Start EXCERPT
We often hear the opposite story: that as a society we are far more motivated than previous generations to consider the social and environmental consequences of our consumption habits. David Attenborough’s rallying cry against ocean plastic on Blue Planet II last year spurred a popular (media) backlash against single use plastics – particularly plastic straws, which have since been banned by the Queen, McDonald’s, Wetherspoons and Wagamama. Meanwhile, market research companies like BBMG and Globescan have spent a significant amount of time and effort peddling the idea of an emergent “Aspirational” generation of consumer. Representing 40% of the global adult population, this group is defined by their combined love of shopping, social media, the environment and their optimism about the future. This is the group who we’re told prefer experiences over products, authenticity over perfection and use their consumption as a way to signal to big business the causes they believe in.
Aspirationals are catnip for marketers
We’re so in love with the idea that we’ll get to create brands and experiences for this conscious, caring and cool set of consumers that we’ve stopped paying attention to the mountain of evidence that suggests we remain stubbornly selfish when it comes to how we consume and dispose of our stuff. According to WRAP estimates, the UK sends around £140 million of clothing to landfill each year. Despite having only one pair of feet, we buy an average of eight pairs of shoes each year. And we’re no less wasteful when it comes to ‘experiences’: UK households waste over 7 million tonnes of food each year, which means the average UK household is chucking away the equivalent of 21 Big Macs a week.
End EXCERPT
Start INFORMATION SUPPLIED
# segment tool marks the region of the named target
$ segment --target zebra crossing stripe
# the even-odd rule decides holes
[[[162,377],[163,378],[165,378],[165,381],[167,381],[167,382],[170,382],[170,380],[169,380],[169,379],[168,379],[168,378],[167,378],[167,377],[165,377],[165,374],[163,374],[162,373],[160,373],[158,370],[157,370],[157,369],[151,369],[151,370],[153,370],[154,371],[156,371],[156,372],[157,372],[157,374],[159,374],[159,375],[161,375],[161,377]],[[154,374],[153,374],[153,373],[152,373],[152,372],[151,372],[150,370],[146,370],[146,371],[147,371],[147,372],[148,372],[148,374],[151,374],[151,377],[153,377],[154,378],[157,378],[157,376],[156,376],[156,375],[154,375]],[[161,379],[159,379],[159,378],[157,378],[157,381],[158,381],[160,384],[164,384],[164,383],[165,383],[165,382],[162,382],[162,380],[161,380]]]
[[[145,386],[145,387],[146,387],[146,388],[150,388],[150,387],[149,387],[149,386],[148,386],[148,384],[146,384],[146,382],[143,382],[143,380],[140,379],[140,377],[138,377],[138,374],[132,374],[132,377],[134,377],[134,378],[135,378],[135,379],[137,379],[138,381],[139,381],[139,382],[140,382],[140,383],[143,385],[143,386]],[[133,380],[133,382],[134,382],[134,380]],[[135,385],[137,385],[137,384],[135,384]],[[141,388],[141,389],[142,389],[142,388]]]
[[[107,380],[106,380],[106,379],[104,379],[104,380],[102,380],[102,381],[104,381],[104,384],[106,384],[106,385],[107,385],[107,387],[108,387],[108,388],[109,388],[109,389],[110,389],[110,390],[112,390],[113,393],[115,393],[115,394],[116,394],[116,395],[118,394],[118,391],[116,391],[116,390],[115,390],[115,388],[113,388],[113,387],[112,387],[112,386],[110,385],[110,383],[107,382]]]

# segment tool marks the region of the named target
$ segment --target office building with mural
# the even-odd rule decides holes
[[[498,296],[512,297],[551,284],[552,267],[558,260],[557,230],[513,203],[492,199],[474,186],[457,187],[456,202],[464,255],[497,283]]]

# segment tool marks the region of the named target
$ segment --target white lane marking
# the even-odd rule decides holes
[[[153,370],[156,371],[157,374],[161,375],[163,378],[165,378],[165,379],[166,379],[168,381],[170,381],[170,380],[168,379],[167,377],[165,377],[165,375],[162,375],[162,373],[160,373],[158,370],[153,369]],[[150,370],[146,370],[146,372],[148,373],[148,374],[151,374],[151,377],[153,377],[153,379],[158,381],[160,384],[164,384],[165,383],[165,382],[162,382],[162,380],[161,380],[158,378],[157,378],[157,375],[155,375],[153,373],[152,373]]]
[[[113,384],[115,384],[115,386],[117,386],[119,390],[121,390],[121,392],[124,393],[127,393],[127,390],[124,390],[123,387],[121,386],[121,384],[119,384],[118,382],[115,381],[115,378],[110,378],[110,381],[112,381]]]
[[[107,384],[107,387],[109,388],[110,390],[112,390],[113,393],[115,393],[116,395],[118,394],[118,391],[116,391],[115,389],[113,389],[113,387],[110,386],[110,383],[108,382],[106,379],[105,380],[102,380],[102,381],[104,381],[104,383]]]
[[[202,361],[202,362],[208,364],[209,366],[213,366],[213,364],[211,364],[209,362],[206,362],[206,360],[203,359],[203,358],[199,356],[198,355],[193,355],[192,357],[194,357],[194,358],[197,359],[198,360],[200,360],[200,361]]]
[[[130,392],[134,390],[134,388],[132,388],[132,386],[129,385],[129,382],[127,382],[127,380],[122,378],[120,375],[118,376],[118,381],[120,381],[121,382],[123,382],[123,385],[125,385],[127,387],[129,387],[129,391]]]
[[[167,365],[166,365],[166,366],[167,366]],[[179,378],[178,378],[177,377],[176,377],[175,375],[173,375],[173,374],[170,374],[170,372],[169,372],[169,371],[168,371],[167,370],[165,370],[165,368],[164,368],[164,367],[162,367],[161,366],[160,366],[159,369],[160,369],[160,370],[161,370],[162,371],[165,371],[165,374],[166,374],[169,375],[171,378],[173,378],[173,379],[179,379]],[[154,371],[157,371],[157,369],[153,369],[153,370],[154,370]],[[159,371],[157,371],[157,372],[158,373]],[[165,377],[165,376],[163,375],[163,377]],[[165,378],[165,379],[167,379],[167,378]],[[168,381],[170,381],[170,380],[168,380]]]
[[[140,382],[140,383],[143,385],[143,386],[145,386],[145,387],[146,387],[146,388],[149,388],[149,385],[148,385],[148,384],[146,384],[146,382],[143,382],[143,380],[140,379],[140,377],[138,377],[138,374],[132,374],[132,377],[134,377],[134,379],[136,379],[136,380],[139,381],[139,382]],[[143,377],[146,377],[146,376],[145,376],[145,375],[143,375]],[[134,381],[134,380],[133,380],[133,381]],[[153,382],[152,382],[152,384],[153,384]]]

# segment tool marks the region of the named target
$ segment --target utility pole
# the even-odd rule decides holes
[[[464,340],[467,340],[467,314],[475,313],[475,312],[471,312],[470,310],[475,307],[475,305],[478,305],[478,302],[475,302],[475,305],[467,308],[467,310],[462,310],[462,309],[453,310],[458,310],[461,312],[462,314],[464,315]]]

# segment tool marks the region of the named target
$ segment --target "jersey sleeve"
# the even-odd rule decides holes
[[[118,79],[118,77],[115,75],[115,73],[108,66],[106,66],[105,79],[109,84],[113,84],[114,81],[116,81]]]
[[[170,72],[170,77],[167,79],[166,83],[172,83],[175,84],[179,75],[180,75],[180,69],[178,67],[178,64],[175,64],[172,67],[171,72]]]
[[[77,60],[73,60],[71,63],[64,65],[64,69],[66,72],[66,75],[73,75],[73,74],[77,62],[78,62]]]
End INFORMATION SUPPLIED
* _AIM A_
Summarize the passage on consumer habits in two sentences.
* _AIM B_
Which parties does the passage on consumer habits name as having banned plastic straws? List every one.
* _AIM C_
Carry on the passage on consumer habits, starting after its final sentence.

* _EXERCISE ANSWER A_
Market research firms such as BBMG and Globescan promote the idea of an environmentally conscious "Aspirational" generation of consumers, and the popular backlash against single-use plastics after Blue Planet II seems to support this idea. However, the text argues that marketers have stopped paying attention to evidence of continued wastefulness: UK consumers send around £140 million of clothing to landfill each year, buy an average of eight pairs of shoes a year, and waste over 7 million tonnes of food annually.

* _EXERCISE ANSWER B_
- the Queen
- McDonald's
- Wetherspoons
- Wagamama

* _EXERCISE ANSWER C_
Given the damning behavioural data, the notion of an emergent generation of socially and environmentally motivated consumer-activists seems optimistic to the point of delusion. If anything, it is members of older generations who are most embracing of sustainable forms of consumption. A segmentation of the UK population commissioned by the Ellen MacArthur Foundation found that the largest and most wasteful consumers tend to be younger and more motivated by novelty than responsibility. In contrast, the most resource-efficient consumers are those who prefer old fashioned notions of making-do-and-mending. It’s no accident that the poster children of social and environmental responsibility in the UK tend to belong to generations that remember what it’s like to live with scarce resources. David Attenborough is 92 for crying out loud…
… Which brings us round to milk floats.
If you are of a certain vintage, you may recall an advertising campaign by the Milk Marketing Board, which launched in 1958 and ran for many years afterwards – “Drinka Pinta Milka Day.” If you’re a child of the Nineties, you may remember another Milk Marketing Board campaign, in which sprinter Linford Christie is pipped to the finish line by a cheery milkman driving an electric float. More than half a century before the Nissan Leaf and the BMWi, the humble electric milk float was delivering milk all over the country. In many respects, milk floats are the ultimate vehicle for city-based tree-huggers. They can travel up to 60 to 80 miles on a single charge, reach 15 to 20 miles an hour and many last up to 40 years.
Forty years ago, 94% of the nation’s milk was delivered in glass bottles by an army of milkmen driving electric milk floats. By 2012, this figure had dropped to just 4%. The majority of our milk is now provided by supermarkets in single-use plastic containers. The availability, lightness and cheapness of plastic has made it ubiquitous. The majority of our food and drink packaging is made from it. Glossy leggings contain it. And thanks to David Attenborough we now realise that it contaminates the milk of mother dolphins. There are early signs that we may be falling out of love with plastic and falling back in love with the milk float… and in doing so we may be witnessing the dawn of the circular economy.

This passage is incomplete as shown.